LESETEXT
++++++

I. VON »VERGEGNUNG« UND »FREMDANDACHT«

Worte können Schall und Rauch sein, verwehen im Winde, sobald sie gesprochen sind. Aber es gibt auch Worte, die Widerhaken besitzen. Klettengleich haften sie an, wenn sie einen treffen. So ist es mir mit einem Wort ergangen, das ich nicht mehr vergesse, seit es mich zum ersten Mal trifft. Ich bin auf der Suche nach autobiographischen Aufzeichnungen Bubers und greife zu dem Bändchen »Begegnung Autobiographische Fragmente«, das der Altgewordene fünf Jahre vor seinem Tod 1960 erstmals veröffentlicht hat.

++++++

ANGEZEIGTE DATEN
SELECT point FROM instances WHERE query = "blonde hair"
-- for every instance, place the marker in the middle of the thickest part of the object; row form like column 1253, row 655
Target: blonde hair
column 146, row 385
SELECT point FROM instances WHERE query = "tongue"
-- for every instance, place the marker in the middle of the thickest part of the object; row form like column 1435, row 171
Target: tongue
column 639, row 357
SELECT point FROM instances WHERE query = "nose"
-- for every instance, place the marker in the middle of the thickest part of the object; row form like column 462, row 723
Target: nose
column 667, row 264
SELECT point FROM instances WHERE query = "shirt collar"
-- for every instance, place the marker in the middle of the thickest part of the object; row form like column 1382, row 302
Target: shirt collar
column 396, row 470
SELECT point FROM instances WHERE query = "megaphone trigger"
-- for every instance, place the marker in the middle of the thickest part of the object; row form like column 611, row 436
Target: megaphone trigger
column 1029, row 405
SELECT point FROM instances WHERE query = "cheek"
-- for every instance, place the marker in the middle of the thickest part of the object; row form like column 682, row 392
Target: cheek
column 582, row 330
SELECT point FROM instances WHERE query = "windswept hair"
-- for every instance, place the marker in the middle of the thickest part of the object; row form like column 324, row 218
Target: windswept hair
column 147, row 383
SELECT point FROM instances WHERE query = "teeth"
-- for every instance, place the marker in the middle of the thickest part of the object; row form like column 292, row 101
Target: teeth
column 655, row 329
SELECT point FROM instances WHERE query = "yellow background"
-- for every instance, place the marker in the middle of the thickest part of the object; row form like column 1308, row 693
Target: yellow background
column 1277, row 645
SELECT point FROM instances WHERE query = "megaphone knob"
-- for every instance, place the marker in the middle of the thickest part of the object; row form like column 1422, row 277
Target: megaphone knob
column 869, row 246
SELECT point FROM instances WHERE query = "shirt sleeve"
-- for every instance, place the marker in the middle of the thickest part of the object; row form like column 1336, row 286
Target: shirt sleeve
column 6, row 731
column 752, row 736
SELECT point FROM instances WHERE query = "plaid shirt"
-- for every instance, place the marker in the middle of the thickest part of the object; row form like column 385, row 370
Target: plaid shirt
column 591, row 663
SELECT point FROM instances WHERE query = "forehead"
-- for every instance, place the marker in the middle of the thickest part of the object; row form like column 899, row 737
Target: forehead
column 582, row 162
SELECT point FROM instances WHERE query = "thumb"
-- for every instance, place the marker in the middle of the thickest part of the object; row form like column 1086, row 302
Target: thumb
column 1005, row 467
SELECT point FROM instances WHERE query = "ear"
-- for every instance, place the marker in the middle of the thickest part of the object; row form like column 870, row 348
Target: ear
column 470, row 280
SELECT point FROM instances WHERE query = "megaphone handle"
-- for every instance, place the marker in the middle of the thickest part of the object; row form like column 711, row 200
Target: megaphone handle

++++++

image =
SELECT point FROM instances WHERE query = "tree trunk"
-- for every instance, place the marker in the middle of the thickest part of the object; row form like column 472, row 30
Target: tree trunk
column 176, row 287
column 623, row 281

++++++

AUFGABE
Schreiben Sie aus dem Lesetext den Abschnitt von „Worte können Schall“ bis „erstmals veröffentlicht hat.“ wortgetreu ab.

FERTIGE ANTWORT
Worte können Schall und Rauch sein, verwehen im Winde, sobald sie gesprochen sind. Aber es gibt auch Worte, die Widerhaken besitzen. Klettengleich haften sie an, wenn sie einen treffen. So ist es mir mit einem Wort ergangen, das ich nicht mehr vergesse, seit es mich zum ersten Mal trifft. Ich bin auf der Suche nach autobiographischen Aufzeichnungen Bubers und greife zu dem Bändchen »Begegnung Autobiographische Fragmente«, das der Altgewordene fünf Jahre vor seinem Tod 1960 erstmals veröffentlicht hat.